[begin Text excerpt]
Static methods live in the type
. Using Vector
itself as the place where the
statics live allows for a convenient usage pattern:
Vector.from_polyglot_array [1,2,3] : Vector Int
where 'Vector' is playing double duty as a type constructor (currently erased
just to raw type Vector
) and as the bag of static methods.
Warning
Another example with .type
that's unlikely valid:
type Book.type
type Book (author: String) (title: String) (year: Int)
static whatever = ...
where 'whatever' is a method on Book.type
, not Book
, which is not a pun.
Like java, static methods don't appear as static methods inside subtypes, and,
in our case, terms that inhabit our times. This is a deliberate design choice,
by choosing not to have static methods push down into atom constructors that
build terms in a type for now we retain the option to revisit this later.
There's a tension here between the 'ease of use' of getting list methods off
of a proxy list you happen to have in hand as a 'prototype', and the ability
to allow subtypes to have their own statics later on, which would be useful if
we want to meaningfully subtype non-empty lists and lists, but allow different
conversions 'to' non-empty lists. We don't have to choose now, so we prefer to
leave the option open, until more sophisticated usage scenarios and users
force a choice.
If we carefully read the above rules, these rules allow us to construct module-like objects via types:
type Bucket
static wat : Foo -> Bar
which at first seems to not give me any way to construct a term of type Bucket, but recall it elaborates to
type Bucket.type
type Bucket
static wat : Foo -> Bar
and then puns Bucket.type = Bucket
so we can talk about Bucket.wat exactly
as if Bucket was a qualified module import. This supplies us with an
implementation semantics for what 'modules' mean. They are just types with no
parameters, where all their top level methods are lifted into static, and
where we cut the subtyping relationship with any types you define inside the
module and the module itself.
The static methods get attached to the type definition. This means they do not have access to any of the type's atom arguments themselves.
Warning
No plans for explicit
static methods
A syntax for this would something like
type Vector a
type MkVec (unsafe_to_array : Array a)
[end Text excerpt]
▸ Task to complete
Please list each parameter of the Book type declared in the static methods text above, along with its type.
[begin Dataset excerpt]
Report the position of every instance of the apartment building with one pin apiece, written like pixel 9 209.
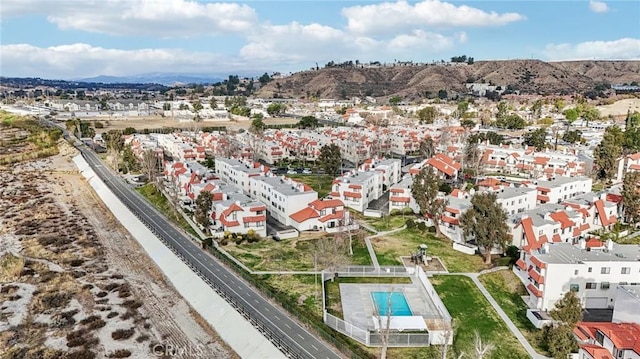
[end Dataset excerpt]
▸ Solved exercise
author: String
title: String
year: Int